Items from a data source:

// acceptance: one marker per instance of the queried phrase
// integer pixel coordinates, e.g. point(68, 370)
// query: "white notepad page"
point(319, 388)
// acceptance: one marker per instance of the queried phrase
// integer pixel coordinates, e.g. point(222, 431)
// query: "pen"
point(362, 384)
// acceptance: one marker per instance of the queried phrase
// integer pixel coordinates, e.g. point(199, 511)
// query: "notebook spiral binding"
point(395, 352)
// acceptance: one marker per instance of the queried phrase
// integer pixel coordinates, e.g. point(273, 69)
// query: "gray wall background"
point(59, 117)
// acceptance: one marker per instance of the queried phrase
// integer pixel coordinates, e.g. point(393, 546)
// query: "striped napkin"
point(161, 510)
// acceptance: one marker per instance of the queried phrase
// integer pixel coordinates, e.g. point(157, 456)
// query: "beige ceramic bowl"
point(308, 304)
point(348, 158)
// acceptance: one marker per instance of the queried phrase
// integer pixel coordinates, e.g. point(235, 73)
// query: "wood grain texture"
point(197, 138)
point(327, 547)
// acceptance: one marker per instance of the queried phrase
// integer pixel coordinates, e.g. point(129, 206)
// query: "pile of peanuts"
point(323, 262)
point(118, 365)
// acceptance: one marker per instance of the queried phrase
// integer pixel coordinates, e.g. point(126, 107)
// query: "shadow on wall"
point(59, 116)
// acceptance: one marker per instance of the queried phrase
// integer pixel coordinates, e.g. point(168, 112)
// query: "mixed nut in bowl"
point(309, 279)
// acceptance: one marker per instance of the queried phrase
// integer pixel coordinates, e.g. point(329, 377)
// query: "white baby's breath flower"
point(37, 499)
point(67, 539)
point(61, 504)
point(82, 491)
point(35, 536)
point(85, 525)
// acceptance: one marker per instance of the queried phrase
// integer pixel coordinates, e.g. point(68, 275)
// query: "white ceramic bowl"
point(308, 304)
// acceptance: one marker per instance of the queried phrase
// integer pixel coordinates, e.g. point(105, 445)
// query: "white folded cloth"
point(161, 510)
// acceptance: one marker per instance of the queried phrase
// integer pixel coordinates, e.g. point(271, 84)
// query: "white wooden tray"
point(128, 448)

What the task asks:
Lay out the lines from the start of the items through the line that contains "point(362, 384)" as a JSON list of strings, with one string for each line. Leave out any blank lines.

Solution for this exercise:
[
  "// acceptance: one marker per instance of the queried phrase",
  "// integer pixel coordinates, e.g. point(68, 370)",
  "// query: \"white notepad page\"",
  "point(319, 388)",
  "// acceptance: one marker per instance of the queried phrase",
  "// integer pixel coordinates, e.g. point(222, 431)",
  "// query: \"pen\"",
  "point(362, 384)"
]